Tekst źródłowy:
-.-.-

Strony

poniedziałek, 26 marca 2018

Projekt Denko marzec 2018



Dziś zużycia kosmetyczne czyli projekt denko marzec 2018. Są to oczywiście produkty już wcześniej otworzone, ale teraz się skończyły.


1. Maska Dr Organic Manuka Honey - maska mocno oczyszczająca w stylu trochę takiej pasty do zębów, która zastyga na twarzy. Bardzo dobrze działa, buzia po niej była pięknie odświeżona i oczyszczona. Bardzo wydajna co może być męczące na dłuższą metę. I ten piękny miodowy zapach. Zdecydowanie warta polecania dla cer tłustych i mieszanych, suche może wysuszać, jak np cerę mojego męża. Więcej o niej tutaj. DR. ORGANIC - MANUKA HONEY FACE MASK

2. Pasta dla dzieci Biorepair - całkiem ok choć wolę ELMEX, staram się nie kupować smakowych, owocowych past dzieciom

3. Świeca IKEA nie pamiętam co to był za zapach ale go wycofywali więc w sumie nie ma to już znaczenia. W każdym razie zapach był ładny i za tę cenę mogę polecić. Na stopień wypalenia nie patrzcie bo była palona krótkimi partiami kilkanaście razy:)



4. Mydło Bath & Body works CARIBBEAN Escape - bardzo ładny zapach nie wiadomo do końca czego, ale wyróżniał się pozytywnie i nie nudził się. Mydło było z serii peelingującej i fajnie myło dłonie. Przypominało nieco kisiel z drobinkami. Drobinki nie były ostre, jednak czuć było je pod palcami. Chętnie bym je kupiła ponownie, ale teraz są tak drogie, że dla mnie 30 zł za mydło to gruba przesada mimo, że było wydajne. 

5. Żel pod prysznic Paris Amour Bath & Body works - piękny zapach, żel był bardzo gęsty i wydajny. Pienił się bardzo dobrze, wyśmienity produkt. Szkoda, że drogi jak kolega wyżej. 

6. OILAN płyn do mycia i kąpieli. Bardzo przyjemny dający sporą piankę, łagodny dla skóry dzieci.  


7. Szampon Regenerum - bardzo dobry przez pierwsze pół butelki, szampon o dziwnej dość płynnej konsystencji. Ogólnie był OK, ale chyba moja skóra głowy się do niego przyzwyczaiła. Znam też lepsze produkty. Na dłuższą metę moja skóra głowy go nie tolerowała. Jednak stosowany na przemian z innymi produktami był OK. 

8. KEJ Olej jojoba - świetny produkt - lekki i szybko się wchłaniający, nie pozostawiał tłustej skóry. Na pewno kiedyś kupię ponownie bo świetnie nawilżał i odżywiał skórę. Plus na opakowanie z fajną pompką do olejku, która dozowała tyle ile trzeba i się nie zacinała. Więcej o nim w poście o KEJ.

-.-.-

Sekcja danych:
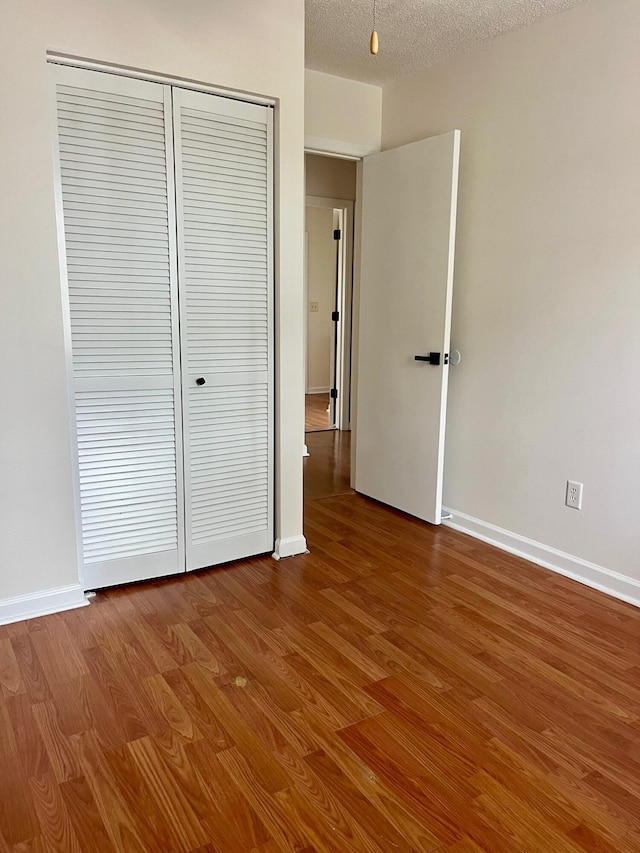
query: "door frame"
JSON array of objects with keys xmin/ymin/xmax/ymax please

-.-.-

Zadanie: Przepisz bez zmian fragment tekstu o zużytych kosmetykach od słów "6. OILAN płyn" aż do słów "produktami był OK." włącznie. Materiał nie ma tu żadnego znaczenia.

Odpowiedź:
6. OILAN płyn do mycia i kąpieli. Bardzo przyjemny dający sporą piankę, łagodny dla skóry dzieci.  


7. Szampon Regenerum - bardzo dobry przez pierwsze pół butelki, szampon o dziwnej dość płynnej konsystencji. Ogólnie był OK, ale chyba moja skóra głowy się do niego przyzwyczaiła. Znam też lepsze produkty. Na dłuższą metę moja skóra głowy go nie tolerowała. Jednak stosowany na przemian z innymi produktami był OK.